## About this task
Copy out the data below. Keep every word as it is.

[Data extract]

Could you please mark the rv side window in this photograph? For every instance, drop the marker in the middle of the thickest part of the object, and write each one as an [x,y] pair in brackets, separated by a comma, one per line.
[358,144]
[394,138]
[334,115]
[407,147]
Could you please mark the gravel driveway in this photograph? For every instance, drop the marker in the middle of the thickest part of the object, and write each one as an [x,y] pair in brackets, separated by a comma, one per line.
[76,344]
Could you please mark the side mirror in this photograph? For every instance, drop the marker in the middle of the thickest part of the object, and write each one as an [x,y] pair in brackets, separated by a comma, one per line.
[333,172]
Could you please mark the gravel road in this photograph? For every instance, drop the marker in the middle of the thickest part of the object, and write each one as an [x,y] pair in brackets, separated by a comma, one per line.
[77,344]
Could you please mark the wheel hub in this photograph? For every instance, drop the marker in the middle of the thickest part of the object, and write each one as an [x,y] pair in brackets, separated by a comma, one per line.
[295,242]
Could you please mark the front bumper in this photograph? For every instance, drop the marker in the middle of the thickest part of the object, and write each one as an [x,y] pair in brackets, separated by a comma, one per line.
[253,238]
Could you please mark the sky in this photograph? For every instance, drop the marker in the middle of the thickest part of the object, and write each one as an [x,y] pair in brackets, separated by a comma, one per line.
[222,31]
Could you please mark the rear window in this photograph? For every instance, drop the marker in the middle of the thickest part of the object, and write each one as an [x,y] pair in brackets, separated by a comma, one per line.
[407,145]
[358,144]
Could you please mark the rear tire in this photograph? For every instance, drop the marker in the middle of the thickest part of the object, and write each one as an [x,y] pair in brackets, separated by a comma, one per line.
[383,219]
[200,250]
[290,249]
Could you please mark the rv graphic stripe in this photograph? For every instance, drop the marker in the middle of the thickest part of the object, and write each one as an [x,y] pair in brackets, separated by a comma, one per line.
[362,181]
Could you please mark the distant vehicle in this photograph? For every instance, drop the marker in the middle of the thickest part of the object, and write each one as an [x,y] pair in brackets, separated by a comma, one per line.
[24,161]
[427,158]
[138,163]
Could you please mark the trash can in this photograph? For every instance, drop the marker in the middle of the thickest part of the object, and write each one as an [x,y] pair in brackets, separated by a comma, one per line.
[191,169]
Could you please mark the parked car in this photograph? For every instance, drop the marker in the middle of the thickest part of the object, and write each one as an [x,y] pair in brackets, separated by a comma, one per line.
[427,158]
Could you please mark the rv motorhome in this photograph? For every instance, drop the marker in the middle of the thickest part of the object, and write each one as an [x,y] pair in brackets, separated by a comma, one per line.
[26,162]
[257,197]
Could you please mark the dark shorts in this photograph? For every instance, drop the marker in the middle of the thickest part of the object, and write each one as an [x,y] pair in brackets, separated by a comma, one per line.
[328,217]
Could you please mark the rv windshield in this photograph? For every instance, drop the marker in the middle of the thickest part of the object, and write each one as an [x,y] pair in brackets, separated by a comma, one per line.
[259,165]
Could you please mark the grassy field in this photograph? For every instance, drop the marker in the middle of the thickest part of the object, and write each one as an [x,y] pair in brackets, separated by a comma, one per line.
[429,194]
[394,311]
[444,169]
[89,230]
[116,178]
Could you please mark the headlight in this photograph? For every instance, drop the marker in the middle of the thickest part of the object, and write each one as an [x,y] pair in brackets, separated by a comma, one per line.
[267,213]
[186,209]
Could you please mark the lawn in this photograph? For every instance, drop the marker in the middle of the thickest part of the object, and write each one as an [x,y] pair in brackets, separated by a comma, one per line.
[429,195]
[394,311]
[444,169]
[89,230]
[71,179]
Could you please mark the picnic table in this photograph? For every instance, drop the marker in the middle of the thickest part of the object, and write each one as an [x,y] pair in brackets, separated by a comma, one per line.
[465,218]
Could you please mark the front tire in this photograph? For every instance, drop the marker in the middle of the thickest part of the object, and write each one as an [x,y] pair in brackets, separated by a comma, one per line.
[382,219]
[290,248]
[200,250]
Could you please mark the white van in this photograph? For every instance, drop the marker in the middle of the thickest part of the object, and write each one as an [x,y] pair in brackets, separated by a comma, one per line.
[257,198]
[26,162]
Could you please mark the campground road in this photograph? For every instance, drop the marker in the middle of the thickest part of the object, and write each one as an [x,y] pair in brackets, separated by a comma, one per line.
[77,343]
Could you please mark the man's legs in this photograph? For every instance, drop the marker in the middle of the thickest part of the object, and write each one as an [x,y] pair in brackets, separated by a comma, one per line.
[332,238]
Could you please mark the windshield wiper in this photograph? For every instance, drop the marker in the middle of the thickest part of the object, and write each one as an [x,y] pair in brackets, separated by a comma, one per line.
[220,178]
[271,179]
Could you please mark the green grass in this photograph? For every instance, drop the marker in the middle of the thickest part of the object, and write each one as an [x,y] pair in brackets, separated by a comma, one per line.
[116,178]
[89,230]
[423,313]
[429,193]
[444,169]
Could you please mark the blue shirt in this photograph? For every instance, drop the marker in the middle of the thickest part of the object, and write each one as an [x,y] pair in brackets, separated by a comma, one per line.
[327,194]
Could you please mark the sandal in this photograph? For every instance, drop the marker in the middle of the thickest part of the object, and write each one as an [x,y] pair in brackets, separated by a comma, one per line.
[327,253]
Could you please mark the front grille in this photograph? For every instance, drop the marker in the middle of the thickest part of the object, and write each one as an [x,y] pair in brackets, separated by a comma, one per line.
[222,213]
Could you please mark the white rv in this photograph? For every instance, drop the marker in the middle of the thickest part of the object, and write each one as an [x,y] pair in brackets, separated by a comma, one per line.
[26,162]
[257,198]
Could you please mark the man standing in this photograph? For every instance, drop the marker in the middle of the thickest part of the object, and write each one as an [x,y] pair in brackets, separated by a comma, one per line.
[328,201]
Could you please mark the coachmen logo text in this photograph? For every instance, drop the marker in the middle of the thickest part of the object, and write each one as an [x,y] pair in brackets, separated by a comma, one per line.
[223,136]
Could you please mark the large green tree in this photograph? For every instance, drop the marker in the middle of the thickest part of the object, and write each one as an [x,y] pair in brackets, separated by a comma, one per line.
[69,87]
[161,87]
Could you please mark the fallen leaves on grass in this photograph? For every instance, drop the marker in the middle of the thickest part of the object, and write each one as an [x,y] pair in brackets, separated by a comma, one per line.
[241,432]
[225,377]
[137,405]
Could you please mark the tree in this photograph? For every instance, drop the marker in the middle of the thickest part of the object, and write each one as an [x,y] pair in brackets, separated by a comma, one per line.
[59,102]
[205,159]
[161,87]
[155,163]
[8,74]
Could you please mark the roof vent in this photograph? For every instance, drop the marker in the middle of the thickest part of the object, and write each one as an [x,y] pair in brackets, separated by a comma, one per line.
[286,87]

[/Data extract]

## Expected answer
Could you please mark the rv side window in this photograph? For every instance, drop the marker in the middle of the thickest part of the object, and write each one as an [x,y] pair in brackets, separated by a comma, one per line.
[358,144]
[394,138]
[334,115]
[407,147]
Could you please mark the gravel driveway in this photograph? For every instance, drop the marker in the middle of the thickest part of the object, and write each one as an [x,y] pair in brackets, separated by a comma, one per line.
[76,344]
Could you please mark the side mirror in this photograph? For every instance, drop the marker in the middle of the thickest part of the object, and write each one as an [x,y] pair in brackets, separated by a comma, one per line.
[333,172]
Could you please mark the gravel road in this photograph? For every instance, drop the marker in the middle of the thickest part of the object, and write each one as an [x,y] pair in brackets, separated by a comma, one per line.
[77,344]
Could you please mark the wheel hub in this photograph? For every instance, drop the marker in the middle of the thickest part of the object, and write each one as an [x,y] pair in brackets, separated by a comma, one per line.
[295,242]
Could you please mark the front bumper in this photograph? For every instance, drop the marker in the middle of the thickest part of the object, and write each one as an [x,y] pair in brackets, separated by a comma, one per line.
[253,238]
Could you please mark the sky in this photograph? For every instance, drop the marker in the middle of the thickest part of the object, and write each one as an [x,y] pair in brackets, separated by a comma, one per line.
[222,31]
Could you please mark the rear window in this photograph? For every instance, drop the marker in the middle of the thickest part of the object, and write each one as an [x,y] pair in brackets, separated by a comma, one per line.
[407,145]
[358,144]
Could you please mark the rear tire in this photograph? For every instance, drop the marker in the middle of the thickest part of the object, and write each one as an [x,y] pair in brackets, separated by a comma, one per line.
[383,219]
[200,250]
[290,249]
Could you please mark the rv graphic stripe in this photograph? For every instance, drop the marker in the middle of the thickest part of the object, and write each one as an [x,y] pair in brackets, separated by a comma, one per line.
[362,181]
Could you please mark the distant vehicle in this photograph? For every instance, drop the marker in the middle of the thickest part of the object, and write each one as an [x,y] pair in brackets, separated by a comma, one per line.
[24,161]
[427,158]
[138,163]
Could you please mark the trash can in this photograph? For every instance, drop the marker in the middle of the thickest part of the object, and write each one as an [x,y] pair in brackets, separated by a comma, one per line.
[191,169]
Could you please mark the parked car in this photograph? For every instance, drop the marker in the middle of the thickest part of the object, and write each one as an [x,y] pair in brackets, separated by a comma, one per line.
[427,158]
Could you please mark the rv motorhome in this photograph? For every instance, drop the marker in the middle of the thickest part of the object, and write each one as an [x,y] pair in brackets, separated by a comma, one per line.
[26,162]
[257,197]
Could you please mark the dark shorts in this photograph? For every instance, drop the marker in the middle of the thickest part of the object, and write each one as an [x,y] pair in brackets, separated by a comma, one per line.
[328,217]
Could you please mark the rv windshield in this photograph? For every instance, drop the marker in the middle of the thickest part of the object, and write each one as an [x,y] pair in brackets, separated by a comma, one per line.
[259,165]
Could you please mark the grassy field in this photograph? For every instance, drop the marker in the middle of the thickest part of the object, and write each one as an [x,y] pair in brackets, separated by a comma, one per line.
[429,194]
[394,311]
[444,169]
[89,230]
[116,178]
Could you please mark the headlight in this photograph? For every instance, drop the marker in the middle of the thickest part of the object, and write each one as an [x,y] pair in brackets, separated by a comma, one per line.
[267,213]
[186,209]
Could you please mark the lawn in this photograph? For every instance, drop the marker in the middle of the thickest part of the object, and write each one as an [x,y] pair in brackets, separated by a comma, one per line.
[429,195]
[394,311]
[444,169]
[89,230]
[71,179]
Could you please mark the picnic table in this photograph? For every instance, drop the marker in the middle of the thickest part of the object, and write each one as an [x,y] pair in brackets, separated by a comma, one per line.
[465,218]
Could you please mark the front tire in this photograph? For every instance, drop the marker in the middle of the thickest part of the object, and write each one as an [x,y] pair in brackets, separated by a comma, one per line.
[382,219]
[290,248]
[200,250]
Could you please mark the white van in this photograph? For every instance, drop the marker in the middle of the thickest part of the object, and write each one as an [x,y] pair in brackets, separated by a comma, one per line.
[257,198]
[26,162]
Could you please mark the campground road in this photograph? For every instance, drop the marker in the middle of the thickest part of the object, and write each one as an [x,y] pair in brackets, separated by a comma, one per line.
[77,343]
Could you please mark the man's legs in this photograph? For every instance, drop the marker in the middle of the thickest part of the object, and write each one as an [x,y] pair in brackets, separated by a comma, one per line.
[332,238]
Could you please mark the windshield wiper in this photograph? For every instance, drop the marker in the middle of the thickest part of the object, and write each one as an [x,y] pair in brackets, separated by a comma, one per line.
[220,178]
[271,179]
Could you please mark the green grass in this photograph? For every instance, drop the marker in the middle of the thickest part of the object, and write each one as an [x,y] pair in brackets, separated by a comma, one per line.
[116,178]
[89,230]
[423,313]
[429,193]
[444,169]
Could you please mark the blue shirt in this photograph? For every instance, drop the marker in the middle of the thickest part of the object, and write each one as an [x,y] pair in brackets, separated by a comma, one per line.
[327,194]
Could you please mark the sandal in this photograph? For every instance, drop the marker in the middle of the thickest part of the object, and write each one as an [x,y] pair in brackets, separated by a comma, one per line.
[327,253]
Could you please mark the front grille in this photograph? For every instance, drop the marker in the middle of the thickest part of the object, and write each one as an [x,y] pair in brackets, separated by a comma, one per line.
[222,213]
Could you please mark the white rv in this photograph? For every instance, drop the marker in the middle of the thickest part of the object, and write each one as an [x,y] pair in brackets, separated by a comma, one per line.
[26,162]
[257,198]
Could you please mark the man standing in this photograph? For every instance, drop the marker in the middle of the thickest part of the object, and write each one as an [x,y] pair in brackets, separated by a comma, one per line.
[328,201]
Could you please mark the coachmen logo text in this photograph? For every instance, drop the marker in the middle of the thickest part of the object, and write each one as an [x,y] pair in brackets, separated by a comma, one per line.
[223,136]
Could you please mark the large green tree in this photograph? For every instance, drop the marker in the middle of the thickest part of the object, and write each one as an [x,y] pair in brackets, separated by a comma, one per line.
[69,87]
[161,87]
Could you please mark the fallen leaves on grass in this photograph? For every instance, drop the marker in the middle of the thickest part of the object, and write each one as an [x,y] pair in brackets, separated by a comma, one per line.
[241,432]
[225,377]
[137,405]
Could you please mark the tree in this photograph? For every instance, drop the marker in the middle of the thickest part of the object, and write each one as an [x,y] pair in brackets, separated by a comma, one per line.
[59,102]
[205,159]
[161,87]
[155,163]
[8,74]
Could you please mark the roof vent in this photograph? For every instance, drop the marker in the middle of the thickest part of the object, and write each one as an [x,y] pair in brackets, separated by a comma, one per line.
[286,87]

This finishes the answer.